DATA SHOWN:

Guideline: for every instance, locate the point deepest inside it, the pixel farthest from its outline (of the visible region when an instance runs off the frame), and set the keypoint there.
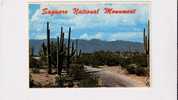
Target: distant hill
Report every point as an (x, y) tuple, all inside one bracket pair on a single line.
[(89, 46)]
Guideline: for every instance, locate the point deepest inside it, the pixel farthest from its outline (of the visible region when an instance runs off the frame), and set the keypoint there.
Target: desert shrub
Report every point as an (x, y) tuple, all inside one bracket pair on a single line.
[(138, 70), (77, 71), (91, 81)]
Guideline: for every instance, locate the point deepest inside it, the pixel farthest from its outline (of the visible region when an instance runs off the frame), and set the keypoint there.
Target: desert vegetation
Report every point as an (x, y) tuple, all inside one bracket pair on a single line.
[(64, 63)]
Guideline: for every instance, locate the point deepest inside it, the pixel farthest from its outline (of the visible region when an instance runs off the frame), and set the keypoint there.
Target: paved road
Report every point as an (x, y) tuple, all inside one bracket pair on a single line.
[(110, 79)]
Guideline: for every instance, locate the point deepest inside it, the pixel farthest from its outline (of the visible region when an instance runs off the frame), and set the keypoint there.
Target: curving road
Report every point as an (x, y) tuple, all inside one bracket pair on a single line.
[(110, 79)]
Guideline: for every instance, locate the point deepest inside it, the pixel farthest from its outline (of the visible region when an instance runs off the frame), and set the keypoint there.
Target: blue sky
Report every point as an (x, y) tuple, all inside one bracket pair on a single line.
[(128, 27)]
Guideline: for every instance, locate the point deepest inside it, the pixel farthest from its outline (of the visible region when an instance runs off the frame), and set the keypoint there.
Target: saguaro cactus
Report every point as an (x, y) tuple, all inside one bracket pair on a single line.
[(70, 52), (60, 52), (146, 39), (48, 47), (78, 53)]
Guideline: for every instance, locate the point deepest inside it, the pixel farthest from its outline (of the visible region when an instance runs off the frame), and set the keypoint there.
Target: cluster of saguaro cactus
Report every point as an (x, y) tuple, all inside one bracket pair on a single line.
[(70, 51), (62, 52)]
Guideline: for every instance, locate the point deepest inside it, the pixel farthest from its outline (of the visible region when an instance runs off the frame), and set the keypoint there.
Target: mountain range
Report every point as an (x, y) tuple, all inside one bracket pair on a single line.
[(93, 45)]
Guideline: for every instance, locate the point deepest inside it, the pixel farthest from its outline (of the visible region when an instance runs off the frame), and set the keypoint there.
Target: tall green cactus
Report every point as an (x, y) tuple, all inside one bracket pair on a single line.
[(78, 53), (60, 52), (49, 51), (146, 39), (70, 51)]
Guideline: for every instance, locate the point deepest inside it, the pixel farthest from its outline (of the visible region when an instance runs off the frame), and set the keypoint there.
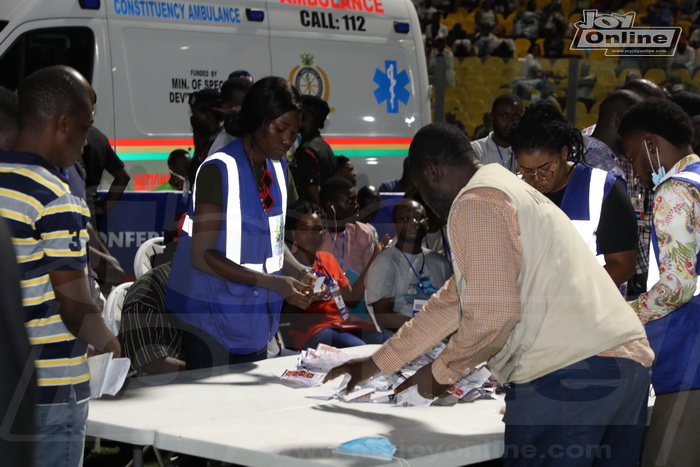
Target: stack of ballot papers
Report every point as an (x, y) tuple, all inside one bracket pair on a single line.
[(313, 364)]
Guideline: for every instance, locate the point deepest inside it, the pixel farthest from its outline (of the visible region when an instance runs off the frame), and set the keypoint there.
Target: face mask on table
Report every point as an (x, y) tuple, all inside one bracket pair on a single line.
[(377, 448)]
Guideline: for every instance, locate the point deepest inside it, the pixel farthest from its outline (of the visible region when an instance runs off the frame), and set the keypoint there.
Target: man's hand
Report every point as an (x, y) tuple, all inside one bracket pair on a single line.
[(359, 370), (428, 387)]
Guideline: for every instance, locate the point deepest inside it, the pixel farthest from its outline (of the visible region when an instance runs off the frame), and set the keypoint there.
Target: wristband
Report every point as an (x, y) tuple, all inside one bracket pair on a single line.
[(303, 272)]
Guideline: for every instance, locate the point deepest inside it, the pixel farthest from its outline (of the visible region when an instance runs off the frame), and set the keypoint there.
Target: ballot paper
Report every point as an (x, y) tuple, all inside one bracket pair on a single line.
[(313, 364), (302, 378), (323, 358), (411, 397), (107, 374)]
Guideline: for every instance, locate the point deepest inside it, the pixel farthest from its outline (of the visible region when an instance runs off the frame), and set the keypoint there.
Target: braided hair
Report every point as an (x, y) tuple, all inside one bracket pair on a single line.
[(543, 128)]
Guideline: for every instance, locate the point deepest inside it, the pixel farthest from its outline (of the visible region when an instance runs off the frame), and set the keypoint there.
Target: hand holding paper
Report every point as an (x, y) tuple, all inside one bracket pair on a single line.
[(426, 384), (359, 370)]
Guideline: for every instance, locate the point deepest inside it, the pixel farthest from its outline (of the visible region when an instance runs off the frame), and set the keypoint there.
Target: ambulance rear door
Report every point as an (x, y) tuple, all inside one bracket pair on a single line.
[(41, 33), (164, 51), (366, 59)]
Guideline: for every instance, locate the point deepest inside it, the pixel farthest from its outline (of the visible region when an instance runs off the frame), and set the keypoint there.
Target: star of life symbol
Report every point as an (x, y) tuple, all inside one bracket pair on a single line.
[(616, 34), (392, 87)]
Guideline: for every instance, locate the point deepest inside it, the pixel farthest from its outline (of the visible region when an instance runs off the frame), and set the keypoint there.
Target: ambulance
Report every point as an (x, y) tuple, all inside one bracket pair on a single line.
[(145, 57)]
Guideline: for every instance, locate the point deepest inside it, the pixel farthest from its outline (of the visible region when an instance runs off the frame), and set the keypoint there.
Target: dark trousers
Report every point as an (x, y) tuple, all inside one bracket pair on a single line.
[(203, 351), (591, 413)]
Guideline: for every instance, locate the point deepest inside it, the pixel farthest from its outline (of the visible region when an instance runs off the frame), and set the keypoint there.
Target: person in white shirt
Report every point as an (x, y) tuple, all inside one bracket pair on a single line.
[(495, 148), (402, 278)]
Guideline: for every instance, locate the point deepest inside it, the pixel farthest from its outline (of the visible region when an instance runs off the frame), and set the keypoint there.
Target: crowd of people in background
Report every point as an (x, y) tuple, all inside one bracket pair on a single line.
[(272, 209)]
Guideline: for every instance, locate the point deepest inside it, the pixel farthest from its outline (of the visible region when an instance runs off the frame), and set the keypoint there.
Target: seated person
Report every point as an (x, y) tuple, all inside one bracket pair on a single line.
[(306, 224), (399, 185), (150, 336), (345, 169), (350, 241), (178, 163), (394, 291)]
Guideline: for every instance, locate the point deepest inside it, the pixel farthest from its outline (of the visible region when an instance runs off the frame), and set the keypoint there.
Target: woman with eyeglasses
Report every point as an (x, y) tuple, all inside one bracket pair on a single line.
[(550, 154), (657, 137), (232, 270), (320, 322)]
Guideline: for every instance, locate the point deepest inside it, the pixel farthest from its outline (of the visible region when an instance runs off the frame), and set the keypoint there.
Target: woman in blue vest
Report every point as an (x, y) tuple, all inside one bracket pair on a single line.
[(227, 282), (656, 136), (550, 152)]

SET TASK:
Reproduce each line word for word and drop the pictures.

TASK RESPONSE:
Guideline: for every instance, locate the point deepest inside it, the pixel farthest from its outline (of the visible region when an instance runs off the frame), and set the keypoint there.
Target: distant hill
Report every point as an (x, y) tuple, all inside one bracket pair on a single line.
[(89, 46)]
Guideline: for every instance, locate the point deepest inside it, the pixel farthest from its outline (of the visible region when an instance runs off the frame), and set the keypoint there.
Target: desert shrub
Report every point as an (x, y) tuple, all inside one bracket pair on a single line.
[(138, 70), (77, 71), (91, 81)]
Guideline: for every instance, locate the point deepest inside it, the pixel farthest from its outline (of the visible region when an instance runs off the frame), and set the keypoint there.
Target: desert vegetation
Report every point as an (x, y) tuple, all inside one bracket pair on a single line.
[(64, 63)]
Guideline: for every instance, locate the point deepest inside it, the pixel farthest from its outline (of the visible region when an instance runs off the frame), and set the keypoint there.
Target: paved road
Report every point as an (x, y) tuple, all inside one bracket pair on a single line.
[(110, 79)]
Guideline: for every instance, locate the point deepest inside it, the pixel farthest from its outline (of the visible region when an instance runs off the frame), and set the keypoint there.
Target: curving road
Report every point as an (x, y) tuple, all inside one bracket pair on a single line.
[(110, 79)]
Guideline: for every instance, locate the point deepest inside it, the pixel farthest from its outline (of the visible region when an instance runs off the frame), and set the keypoint there.
Target: blue sky
Report every point as an (x, y) tuple, all inside one bracket pair on a single line.
[(128, 27)]
Guideline: for every instance, locate the point deepest inside it, the pixel farthest from its outline (of the visible region when an instance runs off the frame), and set the keypoint there.
Target: saguaro cactus
Report every point as an (x, y) tuple, all inside one bracket pair on a single line.
[(70, 52), (60, 52), (146, 39), (48, 47), (78, 53)]
Guideline: for every instance, locate the point deepest inside it, the pixel farthest from its outline (of the visible region when an instance runs off the frame), and set the keypoint there.
Target: cluster of saguaro cactus
Report every point as an (x, y) tuple, all inside one bracket pair on a single line.
[(70, 51), (62, 52)]
Guideline: for every instance, locate the point deepest inside it, the pixel farthest from its outline (of the visible region when an instance runs off the frame), and set the keypoint there.
Target: mountain range
Report every point as an (x, y) tuple, all inside one bracket pair on a single line.
[(93, 45)]
Guideline: for every instance, locate the point deepest inside it, the pixel farthest from its outline (of the visible region when an instance runs off the frame), and set the keypoint there.
Target: tall green cactus
Report every point as an (x, y) tuple, all inside one bracket pair on a single line.
[(78, 53), (60, 52), (49, 51), (146, 39), (70, 51)]
Guideline: for every instance, locate the point deepest inside it, the pixel farthest from its outline (of the visible region when an instance runs off the frame), and set the keypoint there.
Target: stack of ballot papers
Report every point as an (x, y) tuple, all inside one bracket pair on a single line.
[(313, 364)]
Guideline: for every instance, locate the point deepest inside it, the pixel farthest from its outline (of the visible region when an instance runs off the frame), and set the keypoint there.
Target: face mask on table
Report every point as an (x, y) tuple, all inside one bracket pair on a single line.
[(377, 448)]
Guideline: for every instance, locate the point deepest inside it, the pixel farthest from its outline (of the visible region when an instance runs off the frame), and set the keypoint there.
Target: man's hand
Report every point as an (x, y) tuple, all inside one bracket pair on a single line.
[(359, 370), (428, 387)]
Guideline: for every instance, locate the point deepest inside it, the pixel farthest from its outline (of the visible region when an instance runs off the frame), and set the keypoint there.
Target: wristband
Report every point as an (x, y) tuple, all inside one bracket pair on a single line.
[(303, 272)]
Guideline: for every instance, locate the point deepest inside it, the pixel farthest from its outline (of the visible region when an instance runs off the frame), and set the keypoint there.
Target: ballot paper
Report every point as an (x, y) tuple, all inside one bracket pair on a single line.
[(313, 364), (302, 378), (323, 358), (411, 397), (107, 374)]
Guideline: for every instance, locate the point deepest inside it, the pixel farthest from its outline (of the visible region when an instance runs off the frame), and set the keypoint there.
Target: braided hair
Report every point as an (x, y) tuple, all inside one bracket pair on a single line.
[(543, 128)]
Guideline: for every instance, locate the point deepest inside it, the pixel farthest from its outline (of the visible region when an instance runs off the frame), and set the keypoint there.
Target: hand holding paper
Report every point as an (x, y) tuple, all inside one bracket pair on a single line.
[(426, 384), (359, 370)]
Guideline: for every instance, locate the point deepest inside it, the pixel farthest from its outline (of the visible region when an instance runs off the frame), and set the keypoint there.
Target: ambulance rear door
Report every point as an (x, y) tuple, all inside one bracket pair on a single line.
[(41, 33), (164, 51), (366, 59)]
Guideline: for every instance, locate the point deepest inside it, the pixel farthest from its outline (of the visible region when an instance runs off the frame), and set the keypoint there.
Target: star of life symbol
Report every point as an (x, y) tuple, all inside one bracket pair on a single line.
[(616, 34), (392, 87)]
Guideline: for every instance, locate the point deepest inside it, the pixel farthest from its outline (of the visible region when an instance runs off the frame), and set the keypoint there.
Target: ambulance
Report every point as an (x, y) tuple, all inside one bracket pair on a single line.
[(145, 57)]
Guideline: for every instance, locate the point deepest inside it, the pixel farthest from its outline (of the visible region when an instance runs off the frame), and set the keypoint there.
Target: dark trousers
Report every point as an (x, y) tuple, all inside one bracket pair on a single line.
[(203, 351), (591, 413)]
Guideline: for every instance, locate the point deepest inside it, the pixel farthest from its outline (of the visible region when an instance runs off the frame), and set the keypoint there.
Target: person in white shirt
Report every point as an (x, y) tuple, all inside one bracket pair on a single line.
[(495, 148), (402, 278)]
Guideline: for every instance, locate the point deepest inside it, the pixel farthest from its outline (of the visible region when an instance runs off the frame), and set the keypoint there.
Target: crowd of people in background
Report every point as an (x, y) tuple, all inside one bracket pair on a single line.
[(272, 209)]
Guideline: for every instance, locate the point deepest inside it, the pixel farthest from its outline (of the visible region when an instance runs off the frame), and set the keypoint there.
Target: seated person
Report every point as an (x, y) tuple, all inside one bracket pair on a single line.
[(306, 224), (399, 185), (150, 336), (345, 169), (350, 241), (178, 163), (394, 291)]
Guideline: for every instance, locate the point deepest inside it, the pixel farthest from its outline (of the visible region when an instance runs off the frame), and set the keypoint there.
Target: woman with eyeglasses
Report every point as an (x, y) tuple, all inside one bracket pair on a single line.
[(550, 154), (657, 137), (232, 270), (320, 322)]
Guideline: for every instance, locate the point deepest inside it, the pixel farthest from its outline (of the visible region when an instance runs off the frame), and set the keypoint there.
Target: woman in blue vest
Report every point as an (x, y) tuple, all inside one bracket pair on a single line.
[(227, 282), (656, 136), (550, 152)]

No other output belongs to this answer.